* **Task**
For this exercise, repeat the records below exactly and omit every picture.

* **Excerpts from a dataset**
★ ★ ★

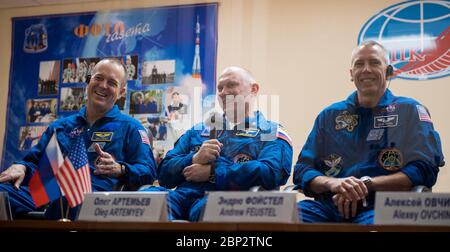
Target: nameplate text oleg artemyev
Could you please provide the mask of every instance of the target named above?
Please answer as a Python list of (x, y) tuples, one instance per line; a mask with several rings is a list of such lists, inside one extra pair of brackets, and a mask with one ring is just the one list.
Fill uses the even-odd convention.
[(205, 222), (296, 223), (296, 196), (286, 192), (210, 192)]
[(167, 221), (166, 192), (94, 192), (86, 194), (78, 220)]
[(450, 193), (377, 192), (375, 224), (450, 226)]

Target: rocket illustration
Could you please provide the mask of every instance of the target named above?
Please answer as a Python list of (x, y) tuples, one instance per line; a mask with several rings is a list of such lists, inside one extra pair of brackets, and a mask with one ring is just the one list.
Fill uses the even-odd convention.
[(194, 63), (192, 64), (192, 77), (200, 79), (200, 23), (198, 21), (198, 16), (197, 24), (195, 25), (195, 33), (197, 34), (197, 37), (195, 39), (195, 55)]

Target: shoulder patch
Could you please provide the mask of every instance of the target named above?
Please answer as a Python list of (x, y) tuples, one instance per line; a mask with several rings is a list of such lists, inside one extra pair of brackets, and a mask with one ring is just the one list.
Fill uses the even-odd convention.
[(425, 108), (425, 106), (417, 104), (416, 107), (417, 107), (417, 113), (419, 114), (419, 120), (421, 120), (423, 122), (433, 123), (431, 121), (430, 114), (428, 113), (428, 110), (427, 110), (427, 108)]
[(286, 130), (284, 130), (281, 126), (277, 127), (277, 138), (283, 139), (292, 147), (292, 140), (287, 134)]
[(147, 136), (147, 131), (139, 130), (139, 135), (141, 136), (142, 143), (150, 145), (150, 139)]

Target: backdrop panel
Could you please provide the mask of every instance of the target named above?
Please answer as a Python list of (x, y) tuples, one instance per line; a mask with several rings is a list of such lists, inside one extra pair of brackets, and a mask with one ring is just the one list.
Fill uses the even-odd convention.
[(1, 169), (21, 159), (49, 123), (85, 104), (87, 78), (105, 57), (127, 68), (119, 108), (141, 121), (155, 156), (163, 155), (193, 125), (194, 97), (215, 93), (217, 7), (14, 18)]

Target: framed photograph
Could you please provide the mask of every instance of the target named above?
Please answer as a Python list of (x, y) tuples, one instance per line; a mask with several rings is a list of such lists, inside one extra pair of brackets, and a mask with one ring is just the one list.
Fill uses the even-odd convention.
[(59, 87), (59, 60), (41, 61), (39, 64), (38, 95), (57, 95)]
[(85, 87), (63, 87), (59, 101), (59, 111), (78, 111), (86, 103)]
[(27, 123), (50, 123), (56, 120), (58, 99), (29, 99), (27, 101)]
[(175, 81), (175, 60), (144, 61), (142, 85), (167, 84)]
[(19, 150), (26, 151), (35, 146), (47, 126), (24, 126), (20, 127)]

★ ★ ★

* **Task solution**
Target: nameplate text oleg artemyev
Could you please provide the mask of every instance of the target named above?
Please answer as a Python list of (x, y) tuples, one instance per line; a mask with several rings is a list of such lists, inside one extra pair of brackets, and a mask with one ring is just the one list.
Fill uses the even-odd convention.
[(205, 222), (296, 223), (296, 196), (286, 192), (210, 192)]
[(167, 221), (166, 192), (94, 192), (86, 194), (78, 220)]
[(450, 193), (377, 192), (375, 224), (450, 226)]

Target: rocket illustration
Could you please provide the mask of every instance of the target named above?
Please answer as a Python list of (x, y) tuples, one instance per line; a mask with several rings is a list of such lists, inside one extra pair of brackets, and a mask with one ring is just the one list.
Fill uses the even-odd convention.
[(194, 63), (192, 64), (192, 77), (200, 79), (200, 23), (198, 21), (198, 16), (197, 24), (195, 25), (195, 33), (197, 34), (197, 37), (195, 39), (195, 55)]

Target: shoulder patch
Could you please provide the mask of every instance of the target named above?
Please answer as a Python list of (x, y) tuples, one instance per line; a mask with several rings is a list of such lists, inside one extra pair of brackets, and a mask with one ring is just the one list.
Fill uses the even-odd convention.
[(425, 108), (425, 106), (417, 104), (416, 107), (417, 107), (417, 113), (419, 114), (419, 120), (421, 120), (423, 122), (433, 123), (431, 121), (430, 114), (428, 113), (428, 110), (427, 110), (427, 108)]
[(286, 130), (284, 130), (281, 126), (277, 127), (277, 138), (283, 139), (292, 147), (292, 140), (287, 134)]
[(147, 136), (147, 131), (139, 130), (139, 135), (141, 136), (142, 143), (150, 145), (150, 139)]

Target: backdrop panel
Could you please provide the mask of every instance of the target named above?
Please answer as a Python list of (x, y) tuples, one instance per line; a mask with several rings is a list of such lists, inside one extra pair of brackets, and a mask with one ring is just the one list.
Fill uses the even-odd convention.
[(1, 169), (21, 159), (49, 123), (85, 104), (87, 78), (105, 57), (127, 68), (119, 108), (141, 121), (155, 156), (163, 155), (193, 125), (194, 97), (215, 93), (217, 7), (14, 18)]

Target: framed photograph
Could you please provide the mask of every instance of the target named above?
Please answer as a Python list of (x, y) tuples, one instance per line; a mask with several rings is a list of such lists, inside one extra pair of brackets, and a mask with one ring is just the one list.
Fill uses the even-odd convention.
[(59, 87), (59, 60), (41, 61), (39, 64), (38, 95), (57, 95)]
[(85, 87), (63, 87), (59, 101), (59, 111), (78, 111), (86, 103)]
[(27, 123), (50, 123), (56, 120), (58, 99), (29, 99), (27, 101)]
[(175, 81), (175, 60), (144, 61), (142, 85), (167, 84)]
[(19, 150), (26, 151), (35, 146), (47, 126), (24, 126), (20, 127)]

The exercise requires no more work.